Copy the line containing "the player's right", then all lines after it up to and including the final line of the material, exactly and without additions.

**Exercise inputs:**
:::

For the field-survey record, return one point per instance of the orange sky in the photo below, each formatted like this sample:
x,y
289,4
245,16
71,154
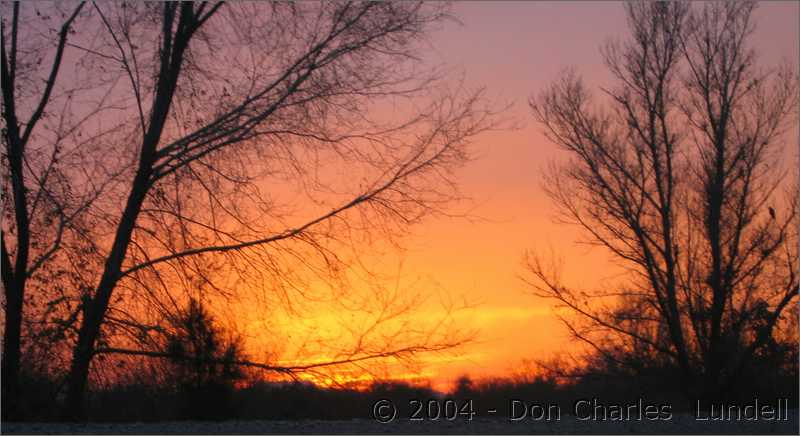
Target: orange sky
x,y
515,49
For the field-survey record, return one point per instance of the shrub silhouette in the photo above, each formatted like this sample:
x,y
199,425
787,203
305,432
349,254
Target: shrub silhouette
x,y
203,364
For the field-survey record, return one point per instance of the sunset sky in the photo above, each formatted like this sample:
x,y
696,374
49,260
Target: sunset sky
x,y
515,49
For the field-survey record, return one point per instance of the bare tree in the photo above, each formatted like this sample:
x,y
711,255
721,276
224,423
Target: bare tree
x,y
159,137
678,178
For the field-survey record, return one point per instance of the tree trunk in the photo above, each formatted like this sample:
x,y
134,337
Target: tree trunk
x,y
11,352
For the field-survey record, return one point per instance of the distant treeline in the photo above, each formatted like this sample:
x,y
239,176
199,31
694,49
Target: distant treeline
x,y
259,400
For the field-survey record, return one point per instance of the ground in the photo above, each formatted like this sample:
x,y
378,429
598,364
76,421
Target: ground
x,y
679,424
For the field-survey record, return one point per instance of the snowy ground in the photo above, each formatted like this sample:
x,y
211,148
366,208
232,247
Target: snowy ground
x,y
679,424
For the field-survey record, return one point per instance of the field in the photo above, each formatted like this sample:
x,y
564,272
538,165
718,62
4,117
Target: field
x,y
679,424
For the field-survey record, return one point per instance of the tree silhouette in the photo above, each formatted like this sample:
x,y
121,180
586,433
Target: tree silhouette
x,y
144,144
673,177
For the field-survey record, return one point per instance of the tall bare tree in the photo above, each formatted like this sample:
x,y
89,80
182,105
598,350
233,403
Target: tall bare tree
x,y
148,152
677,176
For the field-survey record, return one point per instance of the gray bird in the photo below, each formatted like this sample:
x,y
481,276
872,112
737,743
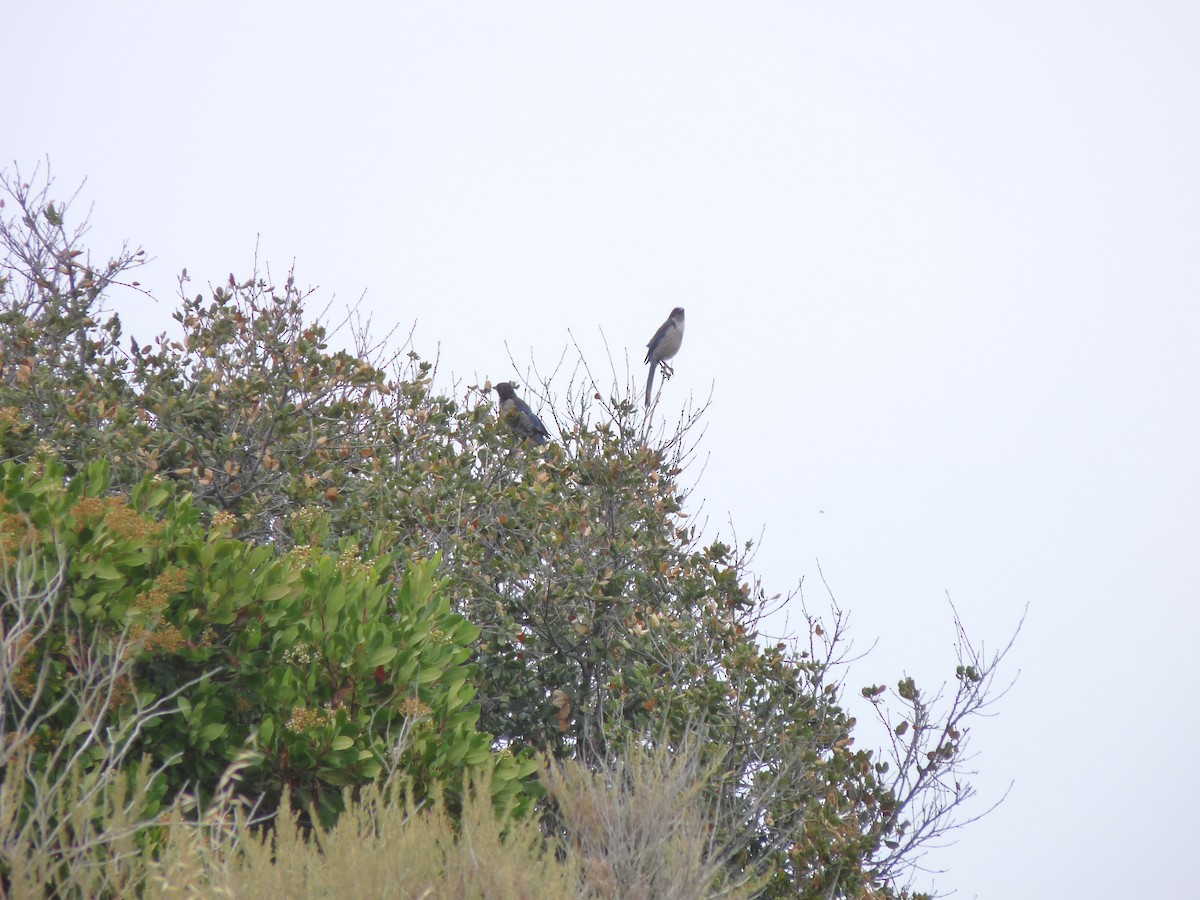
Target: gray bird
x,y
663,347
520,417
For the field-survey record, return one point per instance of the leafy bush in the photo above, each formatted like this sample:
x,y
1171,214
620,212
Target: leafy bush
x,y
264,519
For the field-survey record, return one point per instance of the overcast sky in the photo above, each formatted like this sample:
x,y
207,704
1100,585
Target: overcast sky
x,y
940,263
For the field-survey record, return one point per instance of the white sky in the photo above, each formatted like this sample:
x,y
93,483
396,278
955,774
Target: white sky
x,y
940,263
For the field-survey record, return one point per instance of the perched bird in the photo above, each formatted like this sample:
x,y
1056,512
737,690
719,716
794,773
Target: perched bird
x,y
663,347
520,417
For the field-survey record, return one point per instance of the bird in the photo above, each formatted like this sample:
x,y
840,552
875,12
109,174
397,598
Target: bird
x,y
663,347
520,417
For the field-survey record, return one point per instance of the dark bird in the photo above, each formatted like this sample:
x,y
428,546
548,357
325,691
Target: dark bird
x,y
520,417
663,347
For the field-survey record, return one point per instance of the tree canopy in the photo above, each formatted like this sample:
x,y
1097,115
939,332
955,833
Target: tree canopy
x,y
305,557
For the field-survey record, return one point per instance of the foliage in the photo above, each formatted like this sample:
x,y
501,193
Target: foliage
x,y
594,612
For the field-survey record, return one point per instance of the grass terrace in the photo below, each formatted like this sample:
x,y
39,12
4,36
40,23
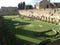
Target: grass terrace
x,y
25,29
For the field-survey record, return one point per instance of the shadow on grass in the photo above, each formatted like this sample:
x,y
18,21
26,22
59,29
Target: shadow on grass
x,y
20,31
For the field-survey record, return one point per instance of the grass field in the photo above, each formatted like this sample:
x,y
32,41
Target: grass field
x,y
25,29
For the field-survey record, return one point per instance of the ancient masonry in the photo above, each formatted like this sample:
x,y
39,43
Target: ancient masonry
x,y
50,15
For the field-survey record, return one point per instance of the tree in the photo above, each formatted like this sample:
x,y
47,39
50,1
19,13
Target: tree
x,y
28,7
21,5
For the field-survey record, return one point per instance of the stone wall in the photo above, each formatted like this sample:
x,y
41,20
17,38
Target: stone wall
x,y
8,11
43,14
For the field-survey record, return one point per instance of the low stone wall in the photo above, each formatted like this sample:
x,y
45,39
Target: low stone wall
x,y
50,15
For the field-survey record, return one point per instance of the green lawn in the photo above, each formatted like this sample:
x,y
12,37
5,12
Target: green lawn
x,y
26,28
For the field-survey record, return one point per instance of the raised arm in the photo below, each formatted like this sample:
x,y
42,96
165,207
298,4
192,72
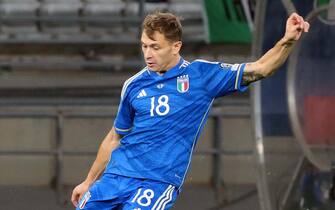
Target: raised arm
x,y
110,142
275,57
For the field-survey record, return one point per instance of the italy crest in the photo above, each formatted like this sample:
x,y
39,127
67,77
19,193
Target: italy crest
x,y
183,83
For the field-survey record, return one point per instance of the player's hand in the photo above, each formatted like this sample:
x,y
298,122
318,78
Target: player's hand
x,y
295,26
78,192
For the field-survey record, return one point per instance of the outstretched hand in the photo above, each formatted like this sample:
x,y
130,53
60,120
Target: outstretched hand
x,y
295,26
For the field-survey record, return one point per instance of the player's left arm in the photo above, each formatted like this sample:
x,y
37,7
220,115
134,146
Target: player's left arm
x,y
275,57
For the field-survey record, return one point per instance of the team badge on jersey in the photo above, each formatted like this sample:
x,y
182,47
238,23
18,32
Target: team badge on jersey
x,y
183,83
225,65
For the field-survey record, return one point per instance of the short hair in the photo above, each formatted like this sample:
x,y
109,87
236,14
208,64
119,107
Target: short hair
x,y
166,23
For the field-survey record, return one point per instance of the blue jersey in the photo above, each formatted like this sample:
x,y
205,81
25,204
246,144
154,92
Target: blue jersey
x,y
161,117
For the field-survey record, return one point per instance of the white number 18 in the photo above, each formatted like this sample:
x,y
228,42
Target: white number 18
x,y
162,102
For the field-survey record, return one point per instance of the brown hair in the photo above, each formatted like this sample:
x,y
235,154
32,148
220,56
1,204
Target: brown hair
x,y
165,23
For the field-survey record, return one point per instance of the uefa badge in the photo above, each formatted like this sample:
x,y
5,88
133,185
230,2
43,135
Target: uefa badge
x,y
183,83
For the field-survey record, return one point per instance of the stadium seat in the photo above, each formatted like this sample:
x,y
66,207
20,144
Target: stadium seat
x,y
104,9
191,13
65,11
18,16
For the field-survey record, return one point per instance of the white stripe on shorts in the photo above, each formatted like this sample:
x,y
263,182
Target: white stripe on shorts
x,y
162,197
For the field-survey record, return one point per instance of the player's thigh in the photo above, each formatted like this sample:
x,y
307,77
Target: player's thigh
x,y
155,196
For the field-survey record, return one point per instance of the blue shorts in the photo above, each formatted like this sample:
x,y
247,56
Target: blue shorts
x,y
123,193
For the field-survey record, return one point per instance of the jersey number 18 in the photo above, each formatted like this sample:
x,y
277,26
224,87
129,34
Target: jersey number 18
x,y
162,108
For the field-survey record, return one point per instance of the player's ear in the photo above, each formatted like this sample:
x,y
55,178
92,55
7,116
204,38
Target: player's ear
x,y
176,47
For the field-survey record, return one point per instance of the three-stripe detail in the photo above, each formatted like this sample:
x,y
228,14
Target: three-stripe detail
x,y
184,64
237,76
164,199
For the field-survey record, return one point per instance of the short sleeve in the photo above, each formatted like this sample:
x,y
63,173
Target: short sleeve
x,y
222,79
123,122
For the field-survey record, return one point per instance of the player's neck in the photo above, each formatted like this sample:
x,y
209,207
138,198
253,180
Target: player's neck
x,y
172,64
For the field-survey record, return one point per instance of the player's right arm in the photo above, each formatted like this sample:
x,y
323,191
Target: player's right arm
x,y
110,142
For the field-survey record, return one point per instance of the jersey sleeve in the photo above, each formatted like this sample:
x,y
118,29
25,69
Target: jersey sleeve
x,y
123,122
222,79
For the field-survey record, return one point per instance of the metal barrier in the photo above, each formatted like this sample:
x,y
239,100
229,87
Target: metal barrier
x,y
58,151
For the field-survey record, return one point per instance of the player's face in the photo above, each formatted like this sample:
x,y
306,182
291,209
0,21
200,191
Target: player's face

:::

**Output of the exercise:**
For the field-survey record, return one point per instance of the player's right arm in the photo above, each formatted like this sample:
x,y
323,191
Target: player's right arm
x,y
110,142
For the field-survey record, return one point per instance of the jersey sleeve in the photo above, each formatted like this sample:
x,y
118,29
25,69
Target: jersey sleeve
x,y
123,122
222,79
For the field-survey record, return one point per instance of the metal barrier in the photo above, each formatted like this sample:
x,y
239,100
229,87
Target: metal barrier
x,y
58,151
For the field-survey record, return one point per instance of the player's face in the photo above, each formatted like this sample:
x,y
306,182
291,209
0,21
200,191
Target: player's face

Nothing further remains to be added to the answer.